Temps de Lecture 8 min.

Une équipe de la DPMO, le service de la défense chargés des prisonniers de guerre et des disparus, dans la forêt du hameau de Grattenois, près de Beaussault (Seine-Maritime).

Beaussault, en Seine-Maritime, semble tout droit sorti d'une œuvre de Flaubert ou Maupassant. Cette commune de 400 habitants aligne comme un conservatoire du patrimoine ses vieilles maisons paysannes le long de la rue principale. Elle appartient à cette Normandie miraculée de la dernière guerre, épargnée par les destructions du Débarquement et des raids aériens de 1944 quand, à quelques dizaines de kilomètres, Rouen fut dévastée et Le Havre arasée.

§ DONNÉES FOURNIES:

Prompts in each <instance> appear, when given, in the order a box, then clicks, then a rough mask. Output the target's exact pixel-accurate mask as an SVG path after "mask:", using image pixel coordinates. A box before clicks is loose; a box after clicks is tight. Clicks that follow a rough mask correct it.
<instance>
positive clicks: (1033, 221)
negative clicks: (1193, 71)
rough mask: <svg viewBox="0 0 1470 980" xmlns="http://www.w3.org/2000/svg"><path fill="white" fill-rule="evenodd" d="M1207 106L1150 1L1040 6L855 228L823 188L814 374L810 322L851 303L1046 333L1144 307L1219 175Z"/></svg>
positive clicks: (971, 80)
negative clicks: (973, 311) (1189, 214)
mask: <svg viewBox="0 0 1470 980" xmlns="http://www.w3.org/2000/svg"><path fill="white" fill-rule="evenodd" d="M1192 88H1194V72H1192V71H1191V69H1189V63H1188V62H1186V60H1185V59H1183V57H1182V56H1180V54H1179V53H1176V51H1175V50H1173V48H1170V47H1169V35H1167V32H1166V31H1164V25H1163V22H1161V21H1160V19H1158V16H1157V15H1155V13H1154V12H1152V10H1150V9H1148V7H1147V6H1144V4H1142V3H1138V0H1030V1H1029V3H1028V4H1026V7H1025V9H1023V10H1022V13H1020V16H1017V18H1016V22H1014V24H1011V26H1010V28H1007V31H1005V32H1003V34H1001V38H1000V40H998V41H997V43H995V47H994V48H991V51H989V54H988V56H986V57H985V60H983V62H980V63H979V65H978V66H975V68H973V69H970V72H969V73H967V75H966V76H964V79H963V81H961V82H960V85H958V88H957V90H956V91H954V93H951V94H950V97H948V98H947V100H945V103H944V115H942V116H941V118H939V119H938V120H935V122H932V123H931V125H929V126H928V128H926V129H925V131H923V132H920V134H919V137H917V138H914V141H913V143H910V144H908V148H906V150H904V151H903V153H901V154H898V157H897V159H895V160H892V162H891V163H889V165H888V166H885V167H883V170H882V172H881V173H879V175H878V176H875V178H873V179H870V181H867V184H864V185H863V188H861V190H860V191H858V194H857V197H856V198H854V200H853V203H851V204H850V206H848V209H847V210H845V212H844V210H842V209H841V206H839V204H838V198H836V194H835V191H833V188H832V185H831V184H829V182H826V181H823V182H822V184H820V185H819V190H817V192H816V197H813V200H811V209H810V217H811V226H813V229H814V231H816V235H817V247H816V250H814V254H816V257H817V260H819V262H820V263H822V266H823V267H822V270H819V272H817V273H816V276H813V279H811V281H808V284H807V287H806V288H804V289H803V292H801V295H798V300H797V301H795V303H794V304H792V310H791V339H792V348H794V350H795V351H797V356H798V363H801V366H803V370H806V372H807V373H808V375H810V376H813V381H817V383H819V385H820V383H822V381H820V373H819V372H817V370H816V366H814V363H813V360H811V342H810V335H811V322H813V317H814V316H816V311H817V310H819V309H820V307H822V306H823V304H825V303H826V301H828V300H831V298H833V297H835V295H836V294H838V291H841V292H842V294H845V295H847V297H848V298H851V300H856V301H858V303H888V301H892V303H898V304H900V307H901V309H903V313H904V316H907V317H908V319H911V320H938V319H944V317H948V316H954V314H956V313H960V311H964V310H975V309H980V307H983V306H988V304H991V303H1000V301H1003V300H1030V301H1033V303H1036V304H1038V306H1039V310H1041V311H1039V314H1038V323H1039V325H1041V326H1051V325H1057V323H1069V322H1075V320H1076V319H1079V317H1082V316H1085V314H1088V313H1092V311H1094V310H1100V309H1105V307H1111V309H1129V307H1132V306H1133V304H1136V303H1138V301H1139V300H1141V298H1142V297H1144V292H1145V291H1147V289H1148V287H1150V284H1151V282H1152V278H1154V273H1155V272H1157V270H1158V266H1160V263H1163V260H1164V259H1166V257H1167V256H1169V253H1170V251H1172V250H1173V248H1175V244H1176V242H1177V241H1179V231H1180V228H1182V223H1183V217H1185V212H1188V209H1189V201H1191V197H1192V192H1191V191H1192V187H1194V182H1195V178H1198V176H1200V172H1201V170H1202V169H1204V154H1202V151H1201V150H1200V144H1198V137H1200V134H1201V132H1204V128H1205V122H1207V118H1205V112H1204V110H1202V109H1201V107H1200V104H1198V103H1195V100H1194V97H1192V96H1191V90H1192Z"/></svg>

§ CONSIGNES:
1: Indiquez si chacune des affirmations suivantes est conforme à l'extrait sur Beaussault. Répondez par oui ou par non et citez textuellement les mots qui tranchent : (a) Beaussault compte 400 habitants ; (b) Rouen a été épargnée par les raids aériens de 1944 ; (c) les vieilles maisons paysannes de la commune s'alignent le long de la rue principale.
2: Modifiez le passage de l'extrait sur Beaussault qui commence à « Une équipe de » et se termine par « Le Havre arasée. », en remplaçant « vieilles » par « anciennes ».

§ RÉPONSES NUMÉROTÉES:
1:
(a) Oui : « Cette commune de 400 habitants ».
(b) Non : « Rouen fut dévastée ».
(c) Oui : « ses vieilles maisons paysannes le long de la rue principale ».

2:
Une équipe de la DPMO, le service de la défense chargés des prisonniers de guerre et des disparus, dans la forêt du hameau de Grattenois, près de Beaussault (Seine-Maritime).

Beaussault, en Seine-Maritime, semble tout droit sorti d'une œuvre de Flaubert ou Maupassant. Cette commune de 400 habitants aligne comme un conservatoire du patrimoine ses anciennes maisons paysannes le long de la rue principale. Elle appartient à cette Normandie miraculée de la dernière guerre, épargnée par les destructions du Débarquement et des raids aériens de 1944 quand, à quelques dizaines de kilomètres, Rouen fut dévastée et Le Havre arasée.